Records from a collection:
-----

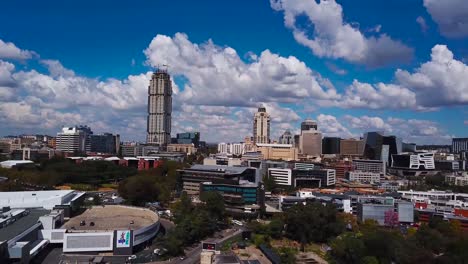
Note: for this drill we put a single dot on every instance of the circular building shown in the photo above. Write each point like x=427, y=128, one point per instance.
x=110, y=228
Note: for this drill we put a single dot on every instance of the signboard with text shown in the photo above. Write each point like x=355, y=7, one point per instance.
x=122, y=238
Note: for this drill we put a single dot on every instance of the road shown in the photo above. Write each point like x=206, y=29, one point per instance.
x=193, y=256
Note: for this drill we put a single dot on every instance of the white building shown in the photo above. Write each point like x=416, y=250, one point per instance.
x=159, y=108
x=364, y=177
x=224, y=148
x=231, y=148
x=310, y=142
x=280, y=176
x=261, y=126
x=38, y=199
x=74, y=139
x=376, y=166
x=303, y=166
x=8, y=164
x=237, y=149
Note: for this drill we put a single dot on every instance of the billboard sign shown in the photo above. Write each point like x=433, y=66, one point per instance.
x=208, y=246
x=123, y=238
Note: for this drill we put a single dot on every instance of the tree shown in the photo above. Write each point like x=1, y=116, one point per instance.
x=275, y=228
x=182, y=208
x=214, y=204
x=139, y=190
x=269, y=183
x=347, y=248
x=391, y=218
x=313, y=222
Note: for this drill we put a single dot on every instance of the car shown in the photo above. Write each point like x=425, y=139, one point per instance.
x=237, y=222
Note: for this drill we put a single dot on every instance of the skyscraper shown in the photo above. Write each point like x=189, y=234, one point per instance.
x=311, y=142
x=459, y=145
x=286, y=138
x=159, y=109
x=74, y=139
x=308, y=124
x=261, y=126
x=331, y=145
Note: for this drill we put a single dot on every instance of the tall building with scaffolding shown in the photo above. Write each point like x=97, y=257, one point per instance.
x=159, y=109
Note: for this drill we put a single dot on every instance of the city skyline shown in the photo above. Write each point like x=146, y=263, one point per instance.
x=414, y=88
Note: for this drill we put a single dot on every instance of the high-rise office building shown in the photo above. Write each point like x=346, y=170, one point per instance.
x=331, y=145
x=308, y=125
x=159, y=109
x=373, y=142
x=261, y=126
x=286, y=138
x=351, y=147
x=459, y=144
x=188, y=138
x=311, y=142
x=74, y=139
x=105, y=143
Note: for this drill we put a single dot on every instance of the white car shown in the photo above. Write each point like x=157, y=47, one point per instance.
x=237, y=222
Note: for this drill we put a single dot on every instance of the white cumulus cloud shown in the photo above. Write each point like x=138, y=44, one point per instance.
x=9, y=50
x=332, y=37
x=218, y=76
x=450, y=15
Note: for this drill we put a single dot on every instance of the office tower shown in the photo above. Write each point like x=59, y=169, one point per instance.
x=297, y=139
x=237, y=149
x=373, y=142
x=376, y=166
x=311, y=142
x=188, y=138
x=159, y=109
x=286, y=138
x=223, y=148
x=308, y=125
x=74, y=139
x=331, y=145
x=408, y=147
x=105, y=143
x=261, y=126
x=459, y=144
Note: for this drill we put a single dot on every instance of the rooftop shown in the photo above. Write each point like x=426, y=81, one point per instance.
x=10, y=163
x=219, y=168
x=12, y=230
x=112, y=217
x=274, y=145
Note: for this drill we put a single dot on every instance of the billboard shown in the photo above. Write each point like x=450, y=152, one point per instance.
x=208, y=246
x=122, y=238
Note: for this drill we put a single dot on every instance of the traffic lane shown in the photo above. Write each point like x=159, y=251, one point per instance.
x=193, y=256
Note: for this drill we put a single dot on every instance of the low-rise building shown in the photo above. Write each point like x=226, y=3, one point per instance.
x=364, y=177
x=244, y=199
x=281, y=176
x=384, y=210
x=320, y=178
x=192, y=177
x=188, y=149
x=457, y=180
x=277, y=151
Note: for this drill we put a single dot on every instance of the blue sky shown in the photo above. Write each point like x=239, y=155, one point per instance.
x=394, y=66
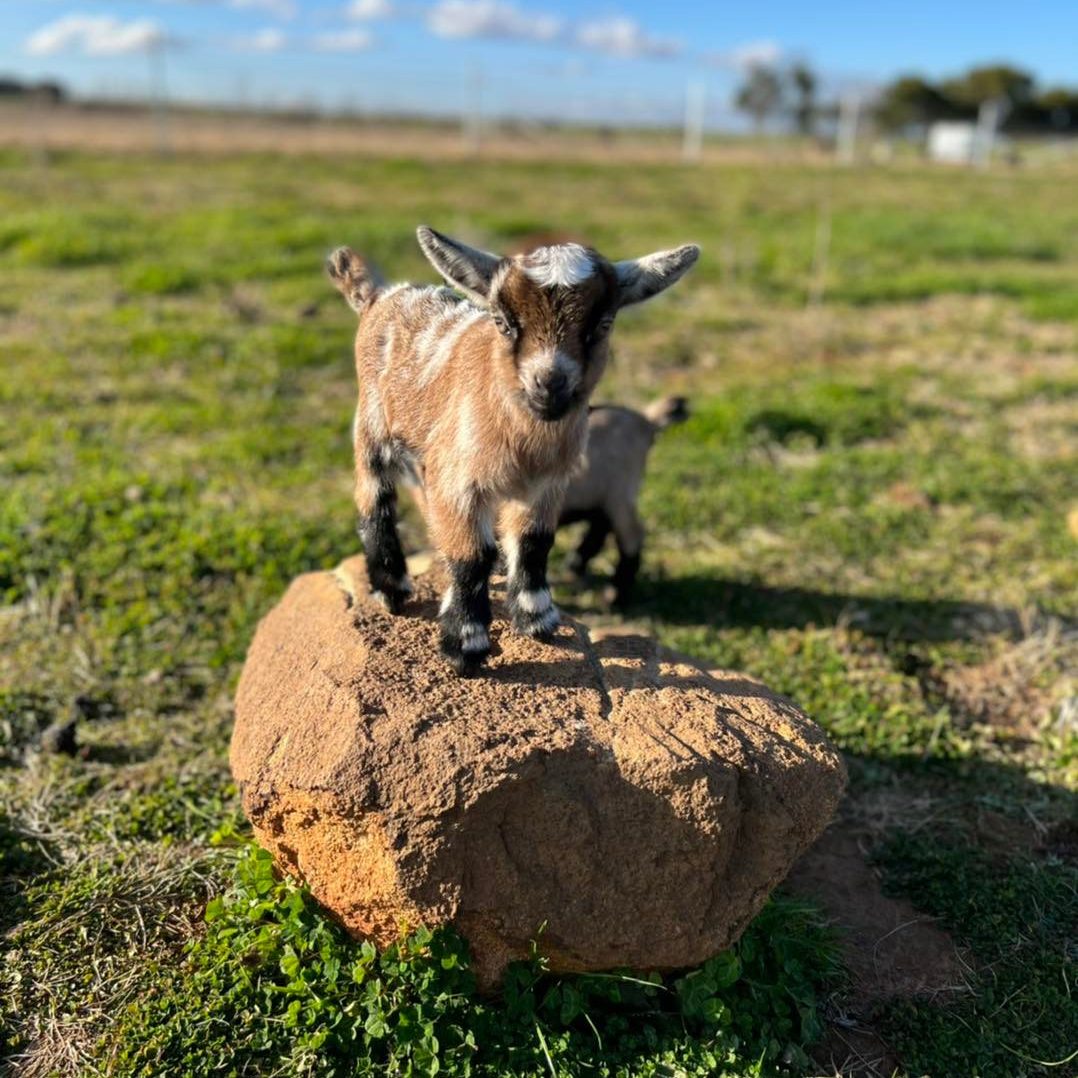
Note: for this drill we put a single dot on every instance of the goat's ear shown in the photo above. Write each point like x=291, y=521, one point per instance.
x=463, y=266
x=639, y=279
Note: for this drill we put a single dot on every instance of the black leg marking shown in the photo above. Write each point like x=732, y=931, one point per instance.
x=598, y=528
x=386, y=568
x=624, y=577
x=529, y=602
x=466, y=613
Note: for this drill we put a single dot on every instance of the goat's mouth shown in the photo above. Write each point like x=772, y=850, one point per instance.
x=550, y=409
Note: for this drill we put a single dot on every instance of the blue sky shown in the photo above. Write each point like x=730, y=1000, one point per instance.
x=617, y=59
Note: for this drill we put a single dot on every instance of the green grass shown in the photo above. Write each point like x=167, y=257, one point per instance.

-----

Word for word, restate the records shown above, minus the pictures.

Reply:
Note: for this drill we put a single dot on every instance of the circular building shown in the photo above. Write each point like x=427, y=128, one point per instance.
x=110, y=228
Note: for this drill we put a single dot on every instance of the signboard with text shown in the photo above. Write each point like x=355, y=7, one point per instance.
x=122, y=238
Note: for this drill we put a single dot on every instance of the road shown in the photo above. Write each point like x=206, y=29, one point per instance.
x=193, y=256
Note: for this drill we put a single dot on every instance of the white building shown in the photo above. Write each point like x=416, y=250, one point per instance.
x=159, y=108
x=364, y=177
x=224, y=148
x=231, y=148
x=310, y=142
x=280, y=176
x=261, y=126
x=38, y=199
x=74, y=139
x=376, y=166
x=303, y=166
x=8, y=164
x=237, y=149
Note: for this drill we put a single dot on every instance of the billboard sign shown in the photo above. Write each point like x=433, y=66, one point per instance.
x=208, y=246
x=123, y=238
Note: for this drill we put a single dot on every instance of the tree shown in the photo above. Write each point like x=1, y=116, one point per instance.
x=275, y=228
x=182, y=208
x=214, y=204
x=139, y=190
x=269, y=183
x=347, y=248
x=391, y=218
x=313, y=222
Note: for this drill we put a single dot on every instance of the car shown in the photo above. Write each point like x=425, y=139, one point per instance.
x=237, y=222
Note: for this drill we put a single dot on every instance of the skyscraper shown in the photo above. Write each point like x=189, y=234, one point per instance.
x=311, y=142
x=459, y=145
x=286, y=138
x=159, y=109
x=74, y=139
x=308, y=124
x=261, y=126
x=331, y=145
Note: for this drill we put a single dot on every instance of the tall building with scaffolding shown in the photo above. Write each point like x=97, y=257, one point per instance.
x=159, y=109
Note: for this drill we put a single dot on every instance of the city skyline shown in the photo above. Write each point like x=146, y=263, one point per instance.
x=414, y=88
Note: for this drill we put a single dot on every instance of the high-rise office building shown in the photo above. Write each point like x=346, y=170, one point per instance.
x=331, y=145
x=308, y=125
x=159, y=109
x=373, y=142
x=261, y=126
x=286, y=138
x=351, y=147
x=459, y=144
x=188, y=138
x=311, y=142
x=74, y=139
x=105, y=143
Note: for this drill we put a single dot on every instance of the white car shown in the photo above. Write each point like x=157, y=47, one point per instance.
x=237, y=222
Note: for this drill we put a single dot on every instance of the white cumulus cloud shown in the photo above. Write each point like x=138, y=44, one point per instance.
x=9, y=50
x=332, y=37
x=218, y=76
x=450, y=15
Note: for this drill we put a single dot on every instance of the office tower shown in the photo above. Write each point like x=59, y=169, one point per instance.
x=297, y=139
x=237, y=149
x=373, y=142
x=376, y=166
x=311, y=142
x=188, y=138
x=159, y=109
x=286, y=138
x=223, y=148
x=308, y=125
x=74, y=139
x=331, y=145
x=408, y=147
x=105, y=143
x=261, y=126
x=459, y=144
Note: for this drill we put a single dot on every instance of the rooftop shown in the photo above. Write each point like x=426, y=81, one point per instance.
x=10, y=163
x=219, y=168
x=12, y=230
x=112, y=217
x=274, y=145
Note: for this drill we put a single dot on every instance of the billboard shown in the photo above. Write each point like x=450, y=152, one point per instance.
x=208, y=246
x=122, y=238
Note: for this drill we put a single dot on every instance of the traffic lane shown in the photo above. Write each point like x=159, y=251, one point per instance.
x=193, y=256
Note: for this drill we put a single dot on every instance of the low-rise building shown in the photo above. Write each point like x=226, y=3, one point per instance.
x=364, y=177
x=244, y=199
x=281, y=176
x=384, y=210
x=320, y=178
x=192, y=177
x=188, y=149
x=457, y=180
x=277, y=151
Note: for this drill we put a single dot on every instance of the blue sky shown in the photo above. Write each point like x=239, y=155, one point per instance.
x=394, y=66
Note: for this drill we put a single dot on every instance of the goat's ear shown in the photo above. Write each point like x=291, y=521, one point per instance.
x=463, y=266
x=639, y=279
Note: for this drill we put a single dot on every instance of the black leg marking shown in the photo above. Write each point like x=732, y=931, one point per instance.
x=598, y=528
x=386, y=568
x=624, y=577
x=529, y=602
x=466, y=613
Note: for this drill we put a single dot on every instance of the goat's mouth shown in the photo above. Write each point like x=772, y=850, one point per instance.
x=550, y=409
Note: for this drill we put a single dot on every instance of the blue sky shown in the photo above. Write each point like x=730, y=1000, one point per instance.
x=617, y=59
Note: for this drill we put a single dot on every instance of the green grass shown in the photo above. Write each point like x=167, y=257, one point per instance.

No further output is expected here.